PARA KONUSUNDA AZRAİL GİBİYİM
Yeltenip de alamadığın var mı?
Espri amaçlı oluyor ama benim kafam çok iyi çalışır. Ben bu işle ilgili kendime bir de atasözü bulmuşum. Mahmut Tuncer atasözlerinden biri;” ben para konusunda Azrail gibiyimdir, Azrail aldığı canı geri vermez ben de aldığım parayı geri vermem “diye.
Senin ilk mesleğin aslında futboldu, daha sonra sanatçı oldun. Düşündüğün zaman ikisi de çok para kazandıran meslekler. Bu meslekleri seçimin bilinçli mi?

_____

**Görev listesi**
(a) Listede "Could you please outline every instance of the window?" satırından başlayıp listenin sonuna kadar giden satırları, "window" yerine "door" koyarak yeniden yazın. Geri kalan her şey aynen kalsın.
(b) Para ve meslek seçimi üzerine yapılan söyleşiyi, kaldığı yerden devam ettirin.

**Kaynak veriler**
_____

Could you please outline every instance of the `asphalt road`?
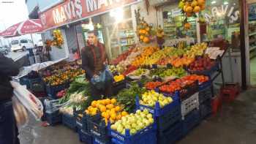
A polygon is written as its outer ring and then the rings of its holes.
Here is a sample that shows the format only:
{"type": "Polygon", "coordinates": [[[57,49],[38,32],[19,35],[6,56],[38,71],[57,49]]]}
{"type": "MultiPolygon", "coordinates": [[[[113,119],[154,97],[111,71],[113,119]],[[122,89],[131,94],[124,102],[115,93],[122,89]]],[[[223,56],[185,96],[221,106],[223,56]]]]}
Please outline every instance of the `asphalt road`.
{"type": "Polygon", "coordinates": [[[29,51],[17,51],[17,52],[10,52],[6,56],[9,58],[12,58],[13,61],[16,61],[23,56],[25,56],[27,53],[29,53],[29,51]]]}

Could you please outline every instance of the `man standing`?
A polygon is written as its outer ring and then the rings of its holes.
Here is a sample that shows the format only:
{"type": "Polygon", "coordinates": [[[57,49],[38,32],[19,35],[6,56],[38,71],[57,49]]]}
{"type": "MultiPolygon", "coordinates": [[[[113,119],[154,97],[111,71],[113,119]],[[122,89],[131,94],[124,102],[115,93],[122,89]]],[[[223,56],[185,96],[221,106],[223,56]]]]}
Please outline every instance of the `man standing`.
{"type": "Polygon", "coordinates": [[[90,81],[92,99],[99,99],[101,95],[112,95],[112,83],[105,83],[104,88],[99,89],[91,83],[92,78],[97,78],[100,72],[105,69],[108,56],[103,44],[97,39],[97,31],[91,31],[87,33],[87,45],[81,50],[82,68],[86,71],[86,77],[90,81]]]}
{"type": "Polygon", "coordinates": [[[18,144],[18,129],[13,113],[13,88],[10,80],[17,75],[18,67],[11,59],[0,53],[0,143],[18,144]]]}

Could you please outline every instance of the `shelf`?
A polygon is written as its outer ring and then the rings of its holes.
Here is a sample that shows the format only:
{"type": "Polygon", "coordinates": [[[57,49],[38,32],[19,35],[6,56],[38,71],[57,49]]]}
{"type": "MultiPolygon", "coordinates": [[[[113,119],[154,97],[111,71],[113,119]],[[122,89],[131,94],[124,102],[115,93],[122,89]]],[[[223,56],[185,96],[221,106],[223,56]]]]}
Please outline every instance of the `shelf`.
{"type": "Polygon", "coordinates": [[[252,50],[255,50],[256,49],[256,45],[253,46],[252,48],[249,49],[250,51],[252,51],[252,50]]]}
{"type": "Polygon", "coordinates": [[[253,36],[253,35],[255,35],[256,34],[256,32],[253,32],[252,34],[249,34],[249,36],[253,36]]]}

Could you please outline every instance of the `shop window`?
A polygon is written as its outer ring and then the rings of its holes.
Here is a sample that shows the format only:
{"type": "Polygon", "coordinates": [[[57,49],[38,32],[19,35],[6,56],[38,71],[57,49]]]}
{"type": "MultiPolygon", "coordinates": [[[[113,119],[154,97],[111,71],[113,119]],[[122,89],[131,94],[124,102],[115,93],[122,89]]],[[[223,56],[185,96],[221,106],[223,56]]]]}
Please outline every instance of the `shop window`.
{"type": "Polygon", "coordinates": [[[185,17],[178,8],[178,3],[173,3],[163,7],[163,27],[166,39],[190,37],[196,41],[196,19],[189,18],[187,21],[191,23],[191,29],[185,31],[184,21],[185,17]]]}
{"type": "Polygon", "coordinates": [[[238,0],[206,1],[206,10],[202,11],[200,15],[202,41],[211,41],[221,37],[229,41],[233,50],[240,50],[240,15],[238,0]],[[202,31],[202,29],[206,31],[202,31]]]}
{"type": "Polygon", "coordinates": [[[117,18],[108,12],[102,17],[105,32],[106,43],[109,57],[116,58],[119,54],[135,45],[135,32],[134,31],[130,7],[123,8],[121,20],[116,21],[117,18]]]}

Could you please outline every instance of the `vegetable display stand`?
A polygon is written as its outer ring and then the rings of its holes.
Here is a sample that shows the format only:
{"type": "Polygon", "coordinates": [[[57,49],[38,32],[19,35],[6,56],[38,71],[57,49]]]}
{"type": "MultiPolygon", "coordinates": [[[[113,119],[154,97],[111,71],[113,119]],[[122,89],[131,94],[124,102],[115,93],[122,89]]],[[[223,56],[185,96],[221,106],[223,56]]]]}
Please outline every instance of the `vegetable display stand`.
{"type": "Polygon", "coordinates": [[[34,92],[45,91],[44,83],[40,77],[29,79],[29,86],[27,88],[34,92]]]}
{"type": "Polygon", "coordinates": [[[59,91],[65,89],[67,87],[67,84],[62,84],[59,86],[50,86],[46,85],[46,92],[48,95],[53,98],[57,99],[56,94],[59,91]]]}
{"type": "MultiPolygon", "coordinates": [[[[75,110],[74,112],[74,117],[75,119],[75,126],[76,128],[79,130],[79,129],[82,129],[83,132],[88,132],[87,131],[87,122],[85,122],[85,129],[83,129],[83,118],[83,118],[83,110],[75,110]]],[[[84,120],[86,121],[86,120],[84,120]]]]}
{"type": "Polygon", "coordinates": [[[205,119],[211,113],[211,99],[207,99],[199,106],[200,119],[205,119]]]}
{"type": "MultiPolygon", "coordinates": [[[[166,95],[165,95],[166,96],[166,95]]],[[[180,99],[178,96],[178,93],[176,92],[174,95],[171,96],[173,98],[173,102],[163,107],[160,107],[160,105],[158,102],[156,102],[155,107],[151,107],[147,105],[143,105],[140,104],[139,97],[136,96],[136,109],[137,110],[144,110],[148,109],[148,111],[152,113],[155,117],[159,117],[169,113],[173,107],[180,105],[180,99]]]]}
{"type": "Polygon", "coordinates": [[[86,144],[92,144],[93,138],[91,135],[83,131],[83,129],[78,129],[79,140],[86,144]]]}
{"type": "Polygon", "coordinates": [[[208,99],[211,99],[212,98],[212,93],[211,93],[211,86],[209,86],[208,87],[206,87],[206,88],[200,90],[199,91],[198,94],[198,99],[199,99],[199,103],[202,104],[205,101],[208,99]]]}
{"type": "Polygon", "coordinates": [[[100,115],[90,116],[86,115],[87,129],[89,133],[93,137],[97,138],[100,141],[108,142],[110,140],[108,135],[108,126],[105,121],[102,121],[100,115]]]}
{"type": "Polygon", "coordinates": [[[62,124],[73,130],[76,130],[76,121],[73,115],[62,113],[62,124]]]}
{"type": "Polygon", "coordinates": [[[184,120],[186,115],[194,110],[199,110],[198,92],[181,102],[181,116],[184,120]]]}
{"type": "Polygon", "coordinates": [[[59,113],[59,110],[56,110],[53,113],[46,112],[45,113],[47,121],[49,123],[50,125],[54,126],[61,122],[62,117],[61,114],[59,113]]]}
{"type": "Polygon", "coordinates": [[[189,113],[188,113],[184,119],[182,121],[183,123],[183,134],[187,135],[195,126],[200,123],[200,111],[195,109],[189,113]]]}
{"type": "Polygon", "coordinates": [[[157,132],[158,144],[173,144],[177,140],[182,138],[183,125],[181,121],[178,121],[171,125],[165,131],[157,132]]]}
{"type": "Polygon", "coordinates": [[[119,92],[119,91],[125,88],[126,87],[127,87],[127,80],[114,83],[113,84],[113,93],[114,94],[117,94],[119,92]]]}
{"type": "Polygon", "coordinates": [[[130,135],[129,130],[125,130],[125,134],[111,129],[110,124],[108,124],[108,130],[112,137],[112,143],[115,144],[157,144],[157,124],[143,129],[134,135],[130,135]]]}

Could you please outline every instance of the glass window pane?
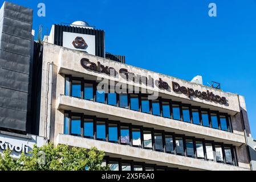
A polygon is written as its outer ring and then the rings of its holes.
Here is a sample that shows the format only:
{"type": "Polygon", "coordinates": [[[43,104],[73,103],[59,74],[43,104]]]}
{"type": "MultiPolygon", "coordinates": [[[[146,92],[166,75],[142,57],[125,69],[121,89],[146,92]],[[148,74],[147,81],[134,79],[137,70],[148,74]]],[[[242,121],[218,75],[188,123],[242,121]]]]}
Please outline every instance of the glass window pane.
{"type": "Polygon", "coordinates": [[[192,109],[193,123],[200,125],[200,118],[199,117],[199,111],[196,109],[192,109]]]}
{"type": "Polygon", "coordinates": [[[182,138],[176,138],[177,154],[184,155],[184,147],[183,146],[183,139],[182,138]]]}
{"type": "Polygon", "coordinates": [[[84,99],[92,101],[94,100],[94,85],[84,84],[84,99]]]}
{"type": "Polygon", "coordinates": [[[197,147],[197,158],[204,158],[205,157],[204,155],[204,147],[202,142],[196,142],[196,146],[197,147]]]}
{"type": "Polygon", "coordinates": [[[71,134],[81,134],[81,117],[72,117],[71,119],[71,134]]]}
{"type": "Polygon", "coordinates": [[[202,125],[204,126],[210,126],[209,124],[208,112],[202,111],[202,125]]]}
{"type": "Polygon", "coordinates": [[[131,94],[131,109],[139,110],[138,95],[131,94]]]}
{"type": "Polygon", "coordinates": [[[162,102],[162,117],[170,118],[170,104],[168,102],[162,102]]]}
{"type": "Polygon", "coordinates": [[[129,144],[130,143],[130,135],[129,127],[121,126],[121,143],[129,144]]]}
{"type": "Polygon", "coordinates": [[[152,114],[160,115],[160,106],[159,100],[152,100],[152,114]]]}
{"type": "Polygon", "coordinates": [[[210,117],[212,119],[212,127],[214,129],[218,129],[218,118],[217,114],[214,113],[211,113],[210,117]]]}
{"type": "Polygon", "coordinates": [[[149,113],[149,101],[147,97],[141,97],[141,111],[145,113],[149,113]]]}
{"type": "Polygon", "coordinates": [[[216,151],[216,159],[217,161],[223,161],[223,154],[222,154],[222,149],[221,146],[215,146],[215,150],[216,151]]]}
{"type": "Polygon", "coordinates": [[[189,156],[194,157],[194,146],[192,140],[186,140],[186,154],[189,156]]]}
{"type": "Polygon", "coordinates": [[[110,171],[119,171],[119,165],[117,162],[109,162],[110,171]]]}
{"type": "Polygon", "coordinates": [[[143,139],[144,147],[152,148],[152,136],[151,131],[143,131],[143,139]]]}
{"type": "Polygon", "coordinates": [[[189,107],[182,106],[183,121],[186,122],[190,122],[190,116],[189,115],[189,107]]]}
{"type": "Polygon", "coordinates": [[[81,81],[72,80],[72,96],[81,98],[81,81]]]}
{"type": "Polygon", "coordinates": [[[132,145],[141,146],[140,129],[132,129],[132,145]]]}
{"type": "Polygon", "coordinates": [[[166,150],[168,152],[173,152],[173,140],[172,136],[170,135],[165,135],[165,145],[166,150]]]}
{"type": "Polygon", "coordinates": [[[155,133],[155,145],[156,150],[162,151],[162,135],[161,133],[155,133]]]}
{"type": "Polygon", "coordinates": [[[108,93],[108,104],[112,106],[117,106],[117,102],[116,101],[116,93],[108,93]]]}
{"type": "Polygon", "coordinates": [[[206,149],[207,159],[213,160],[214,157],[213,155],[213,145],[211,143],[206,143],[205,147],[206,149]]]}
{"type": "Polygon", "coordinates": [[[94,136],[94,121],[92,119],[84,119],[84,136],[94,136]]]}
{"type": "Polygon", "coordinates": [[[225,147],[225,155],[226,156],[226,162],[228,163],[233,163],[232,154],[230,147],[225,147]]]}
{"type": "Polygon", "coordinates": [[[131,171],[131,164],[122,163],[122,171],[131,171]]]}
{"type": "Polygon", "coordinates": [[[225,115],[220,115],[221,130],[227,131],[227,120],[225,115]]]}
{"type": "Polygon", "coordinates": [[[128,108],[127,94],[121,93],[119,94],[119,107],[128,108]]]}
{"type": "Polygon", "coordinates": [[[173,114],[173,119],[181,120],[180,106],[178,105],[173,104],[172,110],[173,114]]]}
{"type": "Polygon", "coordinates": [[[109,123],[108,125],[108,140],[111,142],[118,142],[117,125],[109,123]]]}
{"type": "Polygon", "coordinates": [[[96,138],[100,139],[106,139],[105,123],[104,121],[97,121],[96,138]]]}
{"type": "Polygon", "coordinates": [[[68,114],[65,114],[64,117],[64,134],[68,134],[70,130],[70,118],[68,114]]]}

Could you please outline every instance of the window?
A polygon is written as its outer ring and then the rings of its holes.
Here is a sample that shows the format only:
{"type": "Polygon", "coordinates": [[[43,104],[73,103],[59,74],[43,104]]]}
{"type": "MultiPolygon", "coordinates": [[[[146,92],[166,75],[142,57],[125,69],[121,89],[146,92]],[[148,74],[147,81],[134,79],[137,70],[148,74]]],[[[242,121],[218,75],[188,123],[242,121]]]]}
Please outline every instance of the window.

_____

**Görev yanıtları**
(a)
Could you please outline every instance of the door?
A polygon is written as its outer ring and then the rings of its holes.
Here is a sample that shows the format only:
{"type": "Polygon", "coordinates": [[[43,104],[73,103],[59,74],[43,104]]]}
{"type": "MultiPolygon", "coordinates": [[[[146,92],[166,75],[142,57],[125,69],[121,89],[146,92]],[[148,74],[147,81],[134,79],[137,70],[148,74]]],[[[242,121],[218,75],[188,123],[242,121]]]]}
Please outline every instance of the door.

(b)
Çocukluğumdan beri kafam sürekli çalışır. Gerçi okulu çok iyi okuyamadım ama o da kafamın çok çalışmasından. Bazen kafası çok çalışan insan az okur. Lise mezunuyum. Çift dikiş de yapmadım. Ben çocukluğumda da hiç boş durmazdım. Tatil zamanları kendime iş kurardım. Mesela darı satardım,bizde meyan kökü var, ramazanda Urfa’da çok içilir, onu evde hazırlardım, satardım. Onun haricinde o zamanlarda buzdolabı çok azdı. Buzdolabı fabrikalarından buz getirirdik. Eskiden Urfa’ya elektrik belli saatlerde gelirdi. Üç saat bir mahalle de yanardı, üç saat başka bir mahalle yanardı. Buz satacağım dönemde, iki tane yarım kiloluk taşlar alırdım, iplere bağlardım. Sonra bunları iki elektrik direğinin ortasından atardım. Elektrik tellerine on on beş tane attım mı elektrik telleri bir birine yaklaşırdı, şase yapar elektrik kesilirdi. Elektrik olmayınca da buz satışlarım artardı. Anlayacağın o zamandan beri ticarete kafam çalışıryor.
Peki, futbol işi nasıl oldu?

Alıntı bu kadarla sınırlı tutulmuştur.